* [THE PROBLEM] Rewrite the data below with every "instance" replaced by "occurrence" and everything else left as it is.

* [DATA SHOWN]
• • • • • • •

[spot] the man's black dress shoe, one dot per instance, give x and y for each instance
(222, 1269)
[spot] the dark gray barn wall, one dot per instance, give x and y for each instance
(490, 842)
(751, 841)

• • • • • • •

* [THE RESULT]
[spot] the man's black dress shoe, one dot per occurrence, give x and y for each occurrence
(222, 1269)
[spot] the dark gray barn wall, one dot per occurrence, give x and y for each occurrence
(490, 842)
(751, 841)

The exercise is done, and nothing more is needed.